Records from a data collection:
▬▬▬▬▬▬

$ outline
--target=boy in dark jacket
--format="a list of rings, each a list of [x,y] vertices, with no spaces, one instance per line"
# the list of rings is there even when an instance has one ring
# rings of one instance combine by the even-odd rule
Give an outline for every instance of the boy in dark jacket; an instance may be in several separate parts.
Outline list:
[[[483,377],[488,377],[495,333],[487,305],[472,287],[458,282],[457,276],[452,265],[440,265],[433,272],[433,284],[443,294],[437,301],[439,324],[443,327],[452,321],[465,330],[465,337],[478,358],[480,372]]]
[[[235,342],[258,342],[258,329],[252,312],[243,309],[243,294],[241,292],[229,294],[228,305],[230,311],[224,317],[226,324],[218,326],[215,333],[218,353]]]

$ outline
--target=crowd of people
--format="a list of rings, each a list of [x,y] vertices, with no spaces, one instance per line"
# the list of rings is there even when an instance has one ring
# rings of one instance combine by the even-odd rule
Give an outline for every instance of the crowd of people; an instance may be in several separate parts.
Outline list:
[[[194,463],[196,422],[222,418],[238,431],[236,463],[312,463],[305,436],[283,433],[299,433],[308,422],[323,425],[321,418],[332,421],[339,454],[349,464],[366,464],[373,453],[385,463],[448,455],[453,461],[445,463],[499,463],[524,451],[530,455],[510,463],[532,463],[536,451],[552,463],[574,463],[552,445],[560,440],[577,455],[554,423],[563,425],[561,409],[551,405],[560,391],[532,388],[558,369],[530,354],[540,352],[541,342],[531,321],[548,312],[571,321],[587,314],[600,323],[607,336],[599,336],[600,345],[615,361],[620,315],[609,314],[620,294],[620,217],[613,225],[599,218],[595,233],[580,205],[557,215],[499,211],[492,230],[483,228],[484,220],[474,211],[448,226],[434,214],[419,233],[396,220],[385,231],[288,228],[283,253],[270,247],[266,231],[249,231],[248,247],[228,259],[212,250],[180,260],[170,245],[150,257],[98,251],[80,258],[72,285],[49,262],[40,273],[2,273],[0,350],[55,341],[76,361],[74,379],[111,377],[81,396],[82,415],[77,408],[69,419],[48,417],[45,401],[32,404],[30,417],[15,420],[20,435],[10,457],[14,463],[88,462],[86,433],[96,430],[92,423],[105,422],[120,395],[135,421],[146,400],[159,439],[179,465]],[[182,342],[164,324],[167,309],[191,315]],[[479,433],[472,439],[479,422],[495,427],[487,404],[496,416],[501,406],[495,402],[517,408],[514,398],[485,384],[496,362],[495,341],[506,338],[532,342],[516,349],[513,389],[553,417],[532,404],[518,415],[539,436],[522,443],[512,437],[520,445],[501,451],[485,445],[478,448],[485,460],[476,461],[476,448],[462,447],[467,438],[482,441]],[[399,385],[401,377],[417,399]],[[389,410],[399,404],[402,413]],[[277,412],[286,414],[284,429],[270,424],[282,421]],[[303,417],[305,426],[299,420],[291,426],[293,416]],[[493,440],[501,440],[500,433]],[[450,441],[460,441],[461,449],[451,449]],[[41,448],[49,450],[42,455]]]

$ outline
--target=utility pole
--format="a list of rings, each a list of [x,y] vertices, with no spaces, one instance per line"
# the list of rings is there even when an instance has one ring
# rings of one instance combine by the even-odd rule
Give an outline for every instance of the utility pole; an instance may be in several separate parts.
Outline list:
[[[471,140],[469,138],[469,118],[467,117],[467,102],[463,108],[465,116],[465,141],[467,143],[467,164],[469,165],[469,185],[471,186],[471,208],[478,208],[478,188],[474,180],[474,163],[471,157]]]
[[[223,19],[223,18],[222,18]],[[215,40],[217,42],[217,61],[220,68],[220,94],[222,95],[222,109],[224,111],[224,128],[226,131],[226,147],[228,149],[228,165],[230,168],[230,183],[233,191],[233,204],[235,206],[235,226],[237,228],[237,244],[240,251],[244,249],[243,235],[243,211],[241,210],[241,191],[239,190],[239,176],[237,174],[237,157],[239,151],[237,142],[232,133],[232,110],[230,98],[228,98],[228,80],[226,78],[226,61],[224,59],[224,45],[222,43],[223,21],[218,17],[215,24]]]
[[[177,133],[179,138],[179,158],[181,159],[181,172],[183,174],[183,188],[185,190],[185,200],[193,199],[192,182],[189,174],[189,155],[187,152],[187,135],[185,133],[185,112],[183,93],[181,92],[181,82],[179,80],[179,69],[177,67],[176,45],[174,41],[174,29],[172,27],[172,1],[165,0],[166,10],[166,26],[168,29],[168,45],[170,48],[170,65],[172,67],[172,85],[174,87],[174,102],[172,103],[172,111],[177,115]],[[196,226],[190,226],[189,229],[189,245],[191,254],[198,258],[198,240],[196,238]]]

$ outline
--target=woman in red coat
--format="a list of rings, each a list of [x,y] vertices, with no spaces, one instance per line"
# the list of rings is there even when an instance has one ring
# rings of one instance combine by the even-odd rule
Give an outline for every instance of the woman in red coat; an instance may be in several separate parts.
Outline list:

▬▬▬▬▬▬

[Aim of the task] How many lines in the records contain the string "coat"? Reply with the number alone.

[Correct result] 2